• [Text shown]:
I’m sure ya’ll have heard about that nightmarish Russian transport plane incident today. 100-200 people die in a really friggin’ bad way to die. But what I’m trying to wonder is…
Where they “sucked” out of the plane, or “blown” out? I was under the assumption that it’s called explosive decompression for a reason. So they would most likely be “blown” out of the plane, because the inside of the plane was pressurized higher than the outside. But most people (and apparently the press), are under the false assumption that they were “sucked” out. Or am I just totally wrong?
I’d say you’re half-wrong. On the one hand, you’re right that they were moved because the pressure in the plane is higher than outside. On the other hand, the press is right that they were moved because the pressure outside was less than inside. In other words, they’re both sucked and blown, depending on how you look at it. It’s like asking whether hot air balloons fly because the balloon air is lighter than outside air, or because the outside air is heavier than the balloon air. It’s two sides of the same coin.
Good lord, those people were at 33,000 feet. Do you know how long it takes to fall from 33,000 feet?
Unless you hit something on the way out, you wouldn’t be killed merely by being sucked (or blown) out. However, I’d imagine you’d lose consciousness pretty quickly at that altitude. But would you wake up for the Really Bad Part as you fell back into thicker air?
Would you really lose consciousness, Denny? And how long would it take to fall?
Also, wouldn’t the decompression be over pretty quickly? The story made it sound like the passengers were having to hang on for dear life as if they were being continually sucked out. I’d think there would be an explosive decompression and then it would just be, I dunno, really windy.

• [Work instruction 1]: In the discussion of the Russian transport plane incident, why does the first poster think the passengers were "blown" rather than "sucked" out of the plane?
• [Work instruction 2]: Extend the discussion of the Russian transport plane incident with the next post after the last one shown.

• [Supplied material]:

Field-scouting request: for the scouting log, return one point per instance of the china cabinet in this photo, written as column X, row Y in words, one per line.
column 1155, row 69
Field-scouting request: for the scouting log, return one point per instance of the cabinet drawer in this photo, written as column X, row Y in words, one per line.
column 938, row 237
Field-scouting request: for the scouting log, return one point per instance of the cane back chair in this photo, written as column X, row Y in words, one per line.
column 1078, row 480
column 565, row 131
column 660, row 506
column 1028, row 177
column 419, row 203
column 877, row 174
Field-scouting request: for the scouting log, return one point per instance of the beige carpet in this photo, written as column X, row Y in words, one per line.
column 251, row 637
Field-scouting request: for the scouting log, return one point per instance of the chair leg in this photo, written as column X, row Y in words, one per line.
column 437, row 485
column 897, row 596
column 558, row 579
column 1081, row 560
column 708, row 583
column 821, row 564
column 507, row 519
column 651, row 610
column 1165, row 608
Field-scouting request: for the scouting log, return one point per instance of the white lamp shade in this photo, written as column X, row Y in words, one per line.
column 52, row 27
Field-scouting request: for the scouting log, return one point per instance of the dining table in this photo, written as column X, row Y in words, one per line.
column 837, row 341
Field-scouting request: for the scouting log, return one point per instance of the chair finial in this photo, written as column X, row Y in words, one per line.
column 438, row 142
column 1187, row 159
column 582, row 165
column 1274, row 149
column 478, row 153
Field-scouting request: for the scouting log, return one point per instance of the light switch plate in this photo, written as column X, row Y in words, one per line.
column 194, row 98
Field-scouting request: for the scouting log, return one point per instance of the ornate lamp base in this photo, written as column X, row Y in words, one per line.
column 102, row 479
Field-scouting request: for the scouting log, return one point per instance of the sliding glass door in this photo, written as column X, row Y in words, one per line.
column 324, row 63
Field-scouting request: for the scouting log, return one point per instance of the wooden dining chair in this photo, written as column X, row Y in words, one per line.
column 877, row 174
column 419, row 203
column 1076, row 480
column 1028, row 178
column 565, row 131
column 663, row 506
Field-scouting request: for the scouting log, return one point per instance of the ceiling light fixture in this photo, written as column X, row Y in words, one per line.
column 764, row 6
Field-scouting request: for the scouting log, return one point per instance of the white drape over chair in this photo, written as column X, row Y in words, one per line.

• [Task output 1]: The poster reasons that the inside of the plane was pressurized higher than the outside, so the passengers would have been pushed out. The poster also points to the name "explosive decompression," which suggests an outward blast.

• [Task output 2]:
By my calculations, about 227 seconds. If wind resistence didn’t exist, it would only take about 45 seconds, but if you assume a terminal velocity of about 110 miles an hour (which is reached in just 4.6 seconds), the fall takes much longer.
Four minutes is a long, long time to fall. Their terror (if they retained consciousness) is beyond my ability to imagine. Those poor doomed souls…
Jesus guys, how many jokes did you make about the WTC collapse?
Police and their families were on board. The idea of people clinging on to their families and losing them one by one takes the levity out of me.
After a certain amount of time you do – pilots are supposed to use oxygen over 10,000/12,000 feet. And remember the golfer Payne Stewart – that crash was caused when everyone passed out when the cabin depressurized at high altitude.
However, I don’t know if they’d have had time to pass out. Ugh.
Despite the fact that I love piloting real planes, I have a real phobia of heights. What these people went through is right up there with “being burned alive” on my personal list of “worst ways to die.”
I don’t understand how every single person on this plane got sucked out. Nobody was wearing a seatbelt? Not a single person out of the hundred+ there was buckled in?
More likely their chairs were torn out, too. During a violent depressurization that can happen (I remember that happened to a few rows near the depressurization point on that flight in Hawaii a few years back).
I’m not an expert, but I did go skydiving once. We jumped at 16000 feet, and while it was difficult to breathe for the first 30 seconds or so, after that it was fine. I think people can generally go 3 minutes or so w/o oxygen before blacking out, so I doubt these people lost consciousness on the way down.
One can only hope they suffered massive heart attacks on the way down.
Thankfully, you would. Even if the passengers had taken a big breath before the cabin pressure went, at 33,000 ft. they’d pass out long before they fell to a breathable altitude.
This was an Antonov cargo plane, not an airliner. With that many people on board, it’s very likely the passengers were merely sitting around on the floor, on boxes, or on benches along the side of the plane.
FAA requires supplemental oxygen at 12,500 feet or higher, but it’s recommended above 10,000 feet because after a couple of hours you can have symptoms of hypoxia even at 12,000 feet. The effects become exponentially more dramatic the higher you get.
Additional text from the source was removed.